## INSTRUCTIONS TO FOLLOW
Copy each of the entries below word for word, keeping their order.

## ENTRIES SUPPLIED
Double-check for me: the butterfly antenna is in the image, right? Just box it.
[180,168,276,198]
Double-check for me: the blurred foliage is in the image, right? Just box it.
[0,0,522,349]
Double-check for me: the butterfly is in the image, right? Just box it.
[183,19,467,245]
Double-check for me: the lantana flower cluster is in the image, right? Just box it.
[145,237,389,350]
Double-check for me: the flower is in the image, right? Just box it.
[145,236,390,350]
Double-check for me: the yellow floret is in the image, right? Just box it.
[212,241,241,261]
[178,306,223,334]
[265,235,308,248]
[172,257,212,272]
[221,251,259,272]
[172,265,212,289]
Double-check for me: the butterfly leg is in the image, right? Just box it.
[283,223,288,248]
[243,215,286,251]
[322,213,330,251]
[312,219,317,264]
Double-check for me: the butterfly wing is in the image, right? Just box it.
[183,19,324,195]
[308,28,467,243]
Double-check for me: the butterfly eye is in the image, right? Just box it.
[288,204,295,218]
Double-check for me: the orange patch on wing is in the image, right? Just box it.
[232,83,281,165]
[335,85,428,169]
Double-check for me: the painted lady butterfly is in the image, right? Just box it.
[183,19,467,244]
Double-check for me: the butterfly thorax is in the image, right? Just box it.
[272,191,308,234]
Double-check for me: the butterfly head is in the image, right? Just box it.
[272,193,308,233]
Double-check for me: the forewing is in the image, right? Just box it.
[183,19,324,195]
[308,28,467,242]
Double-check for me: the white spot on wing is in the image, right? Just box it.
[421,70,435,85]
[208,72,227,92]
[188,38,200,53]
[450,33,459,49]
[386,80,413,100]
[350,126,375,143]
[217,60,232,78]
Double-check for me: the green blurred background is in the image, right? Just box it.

## FINAL RESULT
Double-check for me: the butterfly antenna is in the image, right? Just box it.
[180,168,276,198]
Double-check for me: the blurred foliage is in the image, right? Just box it.
[0,0,522,349]
Double-check for me: the butterfly is in the image, right? Just box it.
[183,19,467,245]
Double-check for me: the lantana flower cluster is in the image, right? Just box it.
[145,237,389,350]
Double-check for me: the flower is in the image, right? Just box it.
[145,236,390,350]
Double-check for me: the yellow floret is in the image, right? Just box it.
[212,241,241,261]
[178,306,223,334]
[265,235,308,248]
[172,257,212,272]
[221,251,259,272]
[172,265,212,289]
Double-check for me: the butterfly leg is in the image, right? Just box it.
[283,223,288,248]
[243,215,286,251]
[322,213,330,251]
[312,219,317,264]
Double-check for me: the butterfly wing is in the image, right? Just box it.
[183,19,324,195]
[308,28,467,243]
Double-check for me: the butterfly eye is in the image, right? Just box it.
[288,204,295,218]
Double-check for me: the orange patch on wing is in the image, right? Just box it.
[232,83,281,165]
[335,85,428,169]
Double-check for me: the painted lady butterfly is in the image, right? Just box it.
[183,19,467,244]
Double-check for me: the butterfly thorax is in the image, right? Just box it.
[272,191,308,234]
Double-check for me: the butterfly head is in the image, right? Just box it.
[272,193,308,233]
Double-check for me: the forewing is in the image, right? Just box it.
[183,19,324,195]
[308,28,467,242]
Double-check for me: the white spot on wing is in the image, right? Just box it.
[421,70,435,85]
[208,72,227,92]
[188,38,200,53]
[450,33,459,49]
[386,80,413,100]
[350,126,375,143]
[217,60,232,78]
Double-check for me: the green blurred background is in the image, right? Just box it.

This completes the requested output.